Kuba Kapsa + Band CNQ (photos © Elfi Oberhuber)


Zweiter Teil des Gesprächs von ELFI OBERHUBER mit dem jungen polnischen Musiker KUBA KAPSA, Leader der Jazz-Rockband CONTEMPORARY NOISE QUINTET. Nachdem seit 22. Oktober 2007 fest steht, dass mit dem europafreundlichen Kandidaten der rechtsliberalen oppositionellen Bürgerplattform, Donald Tusk, ein neuer Premierminister regieren und der Bisherige, Jaroslaw Kaczynski, in die Opposition gehen wird, mag sich der weltweite Ruf des streitlustigen Polens verbessern. - Zu bisherigen Debatten scroll down! - Nichtsdestotrotz scheinen die Bedingungen des arbeitsamen und künstlerisch wagemutigen, polnischen Jungvolkes anregend zu sein. Schätzungsweise ist das aber auch so, weil diese Menschen noch fähig sind zu empfinden ...



Die Polen, die einfach nur gute Musik hören wollen

intimacy-art: Sie sind mit dem "Contemporary Noise Quintet" nach Ihrer Rock-Band "Something Like Elvis" viel Jazz-lastiger geworden. Wie kam das?
KAPSA: Das ist eine natürliche Entwicklung. Mit 17 lebst du den Punk-Rock, auch als Mensch, während du Jazz noch nicht verstehen kannst. Jazz braucht Zeit, eine gewisse Reife.
intimacy-art: Viele Bands spielen aber ihr Leben lang Pop-Rock. So natürlich kann das also nicht sein.
KAPSA: Doch, diese sind nur unnatürlich stecken geblieben.
intimacy-art: Wobei die individuelle Jazzqualität bei CNQ aber noch immer der expressiv gespielte Punk-Faktor bringt.
KAPSA: Stimmt. Something Like Elvis war allerdings so sehr eine Punk-Band, wie CNQ jetzt eine Jazz-Band "ist". Punk und Jazz sind Richtungen, von denen man ausscheren kann. Eines ist aber sicher: Rock gibt mir nach wie vor das Gefühl, mich selbst auszudrücken. Unser Jazz-Rock ist außerdem viel komponierter als frei improvisierter Jazz. Und doch könnte er noch improvisierter werden.

Punktbasierte Annotationsdaten:
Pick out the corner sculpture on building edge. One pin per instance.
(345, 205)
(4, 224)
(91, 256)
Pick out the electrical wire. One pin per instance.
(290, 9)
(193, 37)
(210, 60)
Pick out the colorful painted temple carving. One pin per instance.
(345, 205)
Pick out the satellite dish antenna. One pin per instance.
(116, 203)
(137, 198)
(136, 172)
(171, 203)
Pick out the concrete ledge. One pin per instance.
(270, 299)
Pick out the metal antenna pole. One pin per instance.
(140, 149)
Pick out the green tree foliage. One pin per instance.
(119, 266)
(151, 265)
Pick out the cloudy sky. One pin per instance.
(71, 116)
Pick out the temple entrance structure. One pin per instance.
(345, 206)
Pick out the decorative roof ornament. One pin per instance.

--

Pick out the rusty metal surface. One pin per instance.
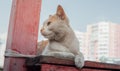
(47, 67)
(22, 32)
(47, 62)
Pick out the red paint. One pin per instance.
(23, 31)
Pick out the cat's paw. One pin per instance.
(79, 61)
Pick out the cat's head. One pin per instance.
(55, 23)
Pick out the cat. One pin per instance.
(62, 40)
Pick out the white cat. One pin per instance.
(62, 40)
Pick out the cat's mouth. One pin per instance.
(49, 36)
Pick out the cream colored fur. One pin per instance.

IHRE AUFGABE:
Bitte tippen Sie aus dem Gespräch mit Kuba Kapsa den Abschnitt von „KAPSA: Das ist“ bis einschließlich „also nicht sein.“ wortgetreu ab. Die Daten stammen aus einer anderen Quelle.

LÖSUNG ZUR AUFGABE:
KAPSA: Das ist eine natürliche Entwicklung. Mit 17 lebst du den Punk-Rock, auch als Mensch, während du Jazz noch nicht verstehen kannst. Jazz braucht Zeit, eine gewisse Reife.
intimacy-art: Viele Bands spielen aber ihr Leben lang Pop-Rock. So natürlich kann das also nicht sein.